## BEGIN Page extract

# 8 Modeling - Advance ensembling

<b> Purpose of the action </b> - create 3 advance machine learning models:
- StackClassifier classifier consisting of:
    - base models - best single models of each type from previous parts
    - meta model - logistic regression with high regularization
- VotingClassifier consisting of best single models from previous parts
- VotingClassifier consisting of best 5 single models of each type from previous parts

<b> </b>
<b> Action plan </b>:
- Create StackClassifier and pipeline for each single model
- Create first VotingClassifier
- Create second Voting Classifier
- Compare prediction accuracy and other metrics on the test set and save results for future purpose

## 8.1 Import nessesary libraries and modules

In [1]:
import numpy as np
import pandas as pd
import pickle
from preprocessing_pipelines import tree_preprocess_pipeline, linear_preprocess_pipeline
from data_preprocessing import ImportantFeaturesSelector
from sklearn import metrics
from sklearn.ensemble import VotingClassifier, StackingClassifier
from sklearn.pipeline import Pipeline, FeatureUnion
from sklearn.linear_model import LogisticRegression
# from sklearn.preprocessing import OneHotEncoder, OrdinalEncoder
# from sklearn.pipeline import Pipeline, FeatureUnion
# import matplotlib.pyplot as plt
# from sklearn.tree import DecisionTreeClassifier
# from sklearn.metrics import accuracy_score, log_loss
# from catboost import CatBoostClassifier
# from xgboost import XGBClassifier
# from sklearn.ensemble import RandomForestClassifier, AdaBoostClassifier, StackingClassifier
# from sklearn.linear_model import LogisticRegression
# from sklearn.svm import SVC
# from sklearn.neighbors import KNeighborsClassifier
# from sklearn.model_selection import StratifiedKFold, KFold

## 8.2 Import raw data 

In [2]:
X_train = pd.read_csv('./preprocessed_data/train_set_stage2.csv', index_col=0)

## END Page extract
## BEGIN Dataset records

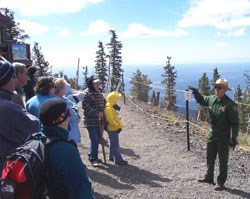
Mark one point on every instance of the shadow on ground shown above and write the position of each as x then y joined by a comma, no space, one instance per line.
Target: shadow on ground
238,192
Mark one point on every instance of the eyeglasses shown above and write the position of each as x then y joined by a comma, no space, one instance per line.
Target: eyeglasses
219,87
62,117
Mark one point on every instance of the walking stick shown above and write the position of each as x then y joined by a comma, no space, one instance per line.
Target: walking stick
102,140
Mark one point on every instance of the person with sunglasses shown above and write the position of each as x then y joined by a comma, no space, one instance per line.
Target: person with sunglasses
67,177
223,130
16,124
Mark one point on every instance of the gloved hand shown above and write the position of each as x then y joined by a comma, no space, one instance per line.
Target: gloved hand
195,90
119,130
232,143
196,93
117,107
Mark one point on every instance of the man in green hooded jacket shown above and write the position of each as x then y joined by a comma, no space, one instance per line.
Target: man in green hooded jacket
223,130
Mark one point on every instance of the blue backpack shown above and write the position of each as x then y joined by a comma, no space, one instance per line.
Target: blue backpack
25,173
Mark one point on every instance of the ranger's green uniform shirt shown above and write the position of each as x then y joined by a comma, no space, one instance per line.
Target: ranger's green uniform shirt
223,117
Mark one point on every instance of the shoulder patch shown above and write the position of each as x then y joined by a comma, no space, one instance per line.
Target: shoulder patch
235,108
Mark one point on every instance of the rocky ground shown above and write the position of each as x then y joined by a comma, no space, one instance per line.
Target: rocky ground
160,166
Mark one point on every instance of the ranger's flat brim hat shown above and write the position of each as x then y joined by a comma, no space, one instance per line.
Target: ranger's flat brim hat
223,82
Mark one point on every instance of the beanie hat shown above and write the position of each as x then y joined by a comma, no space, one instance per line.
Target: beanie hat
7,71
76,97
31,70
90,80
53,112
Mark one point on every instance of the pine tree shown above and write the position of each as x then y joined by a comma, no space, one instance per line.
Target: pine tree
115,61
13,31
101,65
153,98
44,68
204,89
170,76
85,76
140,86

## END Dataset records

Requests:
A - Convert the entries from the line containing "Mark one point on every instance of the beanie" through the end of the entries into a two-column CSV with the columns text and answer, one row per item. Put each value in a single quoted field and replace its line breaks with spaces.
B - Carry on the ensembling notebook from the point where it stops.
The entries have no connection to the ensembling notebook.

Expected outputs:
A -
text,answer
"Mark one point on every instance of the beanie hat shown above and write the position of each as x then y joined by a comma, no space, one instance per line. Target: beanie hat","7,71 76,97 31,70 90,80 53,112"
"Mark one point on every instance of the pine tree shown above and write the position of each as x then y joined by a comma, no space, one instance per line. Target: pine tree","115,61 13,31 101,65 153,98 44,68 204,89 170,76 85,76 140,86"

B -
X_test = pd.read_csv('./preprocessed_data/test_set_stage2.csv', index_col=0) 

y_train = np.array(X_train['FTR'])
y_test = np.array(X_test['FTR'])

## 8.3 Import all previously prepared VotingClassifiers

In [3]:
with open('./models/LinearModelsVotingClassifier.pickle', 'rb') as f:
    linear_voting_clf = pickle.load(f)
    
with open('./models/LinearModelsAveragingVotingClassifier.pickle', 'rb') as f:
    linear_averaging_voting_clf = pickle.load(f) 
    
with open('./models/TreeModelsVotingClassifier.pickle', 'rb') as f:
    tree_voting_clf = pickle.load(f) 

with open('./models/TreeModelsAveragingVotingClassifier.pickle', 'rb') as f:
    tree_averaging_voting_clf = pickle.load(f) 

## 8.4 Extract best single models from VotingClassifiers

In [4]:
# extract best tree-based estimators
clf_rf, clf_ada, clf_xgb, clf_cat = tree_voting_clf.estimators

# extract best linear estimators
clf_lr, clf_svc, clf_rbf, clf_knn = linear_voting_clf.estimators

# set max iteration for svc with linear and rbf kernels to save timie during training
clf_svc[1].set_params(max_iter=10000)
clf_rbf[1].set_params(max_iter=10000)

SVC(C=1000000, break_ties=False, cache_size=200, class_weight=None, coef0=0.0,
    decision_function_shape='ovr', degree=3, gamma=1e-05, kernel='rbf',
    max_iter=10000, probability=True, random_state=0, shrinking=True, tol=0.001,
    verbose=False)

## 8.5 Create empty list for future results

In [5]:
accuracy_score = []
precision_score = []
recall_score = []
f1_score = []
roc_auc_score = []
models_name = []

## 8.6 Create StackClassifier

### 8.6.1 Create pipelines for each individual model of each type

I need to use cross-validation instead of time-based validation for this model due to the small amount of data. I had to prepare a full pre-processing pipeline for each model to avoid data leaks between folds.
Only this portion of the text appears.